Media streams may be provided to voice characteristics analyzer 118 and to noise reduction arrangement 120 such that characteristics of noise 124 and characteristics of a voice of speaker 104 may be used to generate a filter to reduce noise associated with a transmission of the voice of speaker 104 while substantially minimizing the impact to the media associated with speaker 104. In one embodiment, noise reduction arrangement 120 generates and implements notch filter using parameters which are determined using characteristics of noise 124 and characteristics of the voice of speaker 104.

FIG. 2 is a block diagram which illustrates a control system that may be used to generate a communications stream, or an output voice stream, from input media streams that include surrounding noise in accordance with an embodiment of the present invention. A system 200 includes a noise reduction arrangement 220, which may include a notch filter in one embodiment. Noise reduction arrangement 220 may execute an adaptive noise reduction algorithm, and may be arranged to use parameters determined using characteristics of noise 224 to allow a voice of a speaker 204 to be transmitted as a communications stream 232 in which the presence of corrupting noise 224 has been reduced. In other words, noise reduction arrangement 220 uses characteristics of noise 224 obtained when the PTT functionality of a PTT device is not engaged to filter out, e.g., effectively cancel out, noise from a media stream that is obtained when the PTT functionality is engaged.

When noise reduction arrangement 220 includes a notch filter, characteristics of noise 224 that are obtained when the PTT functionality of a PTT device is not engaged, may be used to substantially prevent noise 224 from being included in communications stream 232. That is, a notch filter may block out certain noise frequencies from being included in communications stream 232 such that a voice of speaker 204 is transmitted without significant corruption from noise 224.

FIG. 3 is a timeline which indicates the type of data is intended to be collected from a media stream depending upon whether the PTT functionality of a PTT device is activated or deactivated in accordance with an embodiment of the present invention. A timeline 236 indicates intervals 244 a-244 c in which the PTT functionality of a PTT device is activated or deactivated, e.g., engaged or disengaged. During intervals 244 a and 244 b, the PTT functionality of the PTT device is activated, and the speaker is speaking. Hence, characteristics of the speaker or, more specifically, characteristics of the voice of the speaker may be captured. It should be appreciated that although surrounding noise may corrupt a media signal that includes the voice of the speaker, during intervals 244 a and 244 b, the intention is to capture characteristics of the speaker. During interval 244 b, the PTT functionality of the PTT device is deactivated. As the speaker is generally not speaking into the microphone when the PTT functionality is deactivated, a noise signature or noise characteristics may be captured during interval 244 b.

Noise may be filtered out of a media stream using an adaptive noise filter at an endpoint, e.g., a PTT device, or at a core processor arrangement of an overall communications system. In other words, the analysis of a media stream that includes the voice of a speaker may occur either at an endpoint of a deployment architecture or at a core of a deployment architecture. “In accordance with one deployment architecture, system 220 of FIG. 2 is embedded in the endpoint. In accordance with this architecture, the endpoint employs the PTT signals and analyzes the media streams both during activated and deactivated PTT functionality. The endpoint then utilizes the media characteristics captured during the time intervals 244 a and 244 b, as indicated in FIG. 3, for constructing a notch filter. This filter is used during subsequent time intervals, e.g., time interval 244 c, for filtering the noise out of the transmitted signal before the signal leaves the endpoint. This architecture is useful when dealing with radio systems because existing radio systems do not allow for the sending of media from endpoints when the PTT is deactivated.

**DATA SHOWN**

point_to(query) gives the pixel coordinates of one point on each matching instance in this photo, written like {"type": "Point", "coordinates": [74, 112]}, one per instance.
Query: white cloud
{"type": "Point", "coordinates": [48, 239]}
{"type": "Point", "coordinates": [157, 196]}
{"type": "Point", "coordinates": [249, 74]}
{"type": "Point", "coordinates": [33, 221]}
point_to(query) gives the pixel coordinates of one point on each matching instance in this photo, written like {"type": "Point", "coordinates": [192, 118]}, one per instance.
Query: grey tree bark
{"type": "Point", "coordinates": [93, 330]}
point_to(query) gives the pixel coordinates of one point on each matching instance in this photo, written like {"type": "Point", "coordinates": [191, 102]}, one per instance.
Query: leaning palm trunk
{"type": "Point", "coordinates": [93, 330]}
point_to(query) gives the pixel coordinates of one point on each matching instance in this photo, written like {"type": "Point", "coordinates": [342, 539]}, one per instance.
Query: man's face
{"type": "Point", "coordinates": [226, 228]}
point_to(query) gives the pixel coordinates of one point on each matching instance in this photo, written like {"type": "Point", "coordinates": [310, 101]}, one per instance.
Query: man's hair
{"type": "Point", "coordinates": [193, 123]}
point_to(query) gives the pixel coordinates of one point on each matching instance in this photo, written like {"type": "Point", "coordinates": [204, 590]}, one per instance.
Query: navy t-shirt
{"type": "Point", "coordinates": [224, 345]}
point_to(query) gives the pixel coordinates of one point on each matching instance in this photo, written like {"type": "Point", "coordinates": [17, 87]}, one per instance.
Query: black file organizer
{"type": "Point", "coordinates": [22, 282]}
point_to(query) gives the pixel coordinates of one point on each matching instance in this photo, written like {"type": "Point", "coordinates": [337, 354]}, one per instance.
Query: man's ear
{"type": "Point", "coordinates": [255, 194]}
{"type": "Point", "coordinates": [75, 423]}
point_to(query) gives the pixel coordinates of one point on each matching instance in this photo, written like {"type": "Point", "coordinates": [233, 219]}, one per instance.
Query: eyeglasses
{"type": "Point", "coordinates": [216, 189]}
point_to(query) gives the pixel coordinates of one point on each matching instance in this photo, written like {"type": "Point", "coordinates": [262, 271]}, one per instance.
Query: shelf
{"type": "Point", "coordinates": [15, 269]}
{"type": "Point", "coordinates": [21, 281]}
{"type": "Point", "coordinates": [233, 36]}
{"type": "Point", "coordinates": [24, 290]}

**WHAT IS BEING ASKED**
Copy the noise-reduction passage from "Media streams may" to "of speaker 104.", changing every "notch filter" to "band-stop filter".

**CORRECT ANSWER**
Media streams may be provided to voice characteristics analyzer 118 and to noise reduction arrangement 120 such that characteristics of noise 124 and characteristics of a voice of speaker 104 may be used to generate a filter to reduce noise associated with a transmission of the voice of speaker 104 while substantially minimizing the impact to the media associated with speaker 104. In one embodiment, noise reduction arrangement 120 generates and implements band-stop filter using parameters which are determined using characteristics of noise 124 and characteristics of the voice of speaker 104.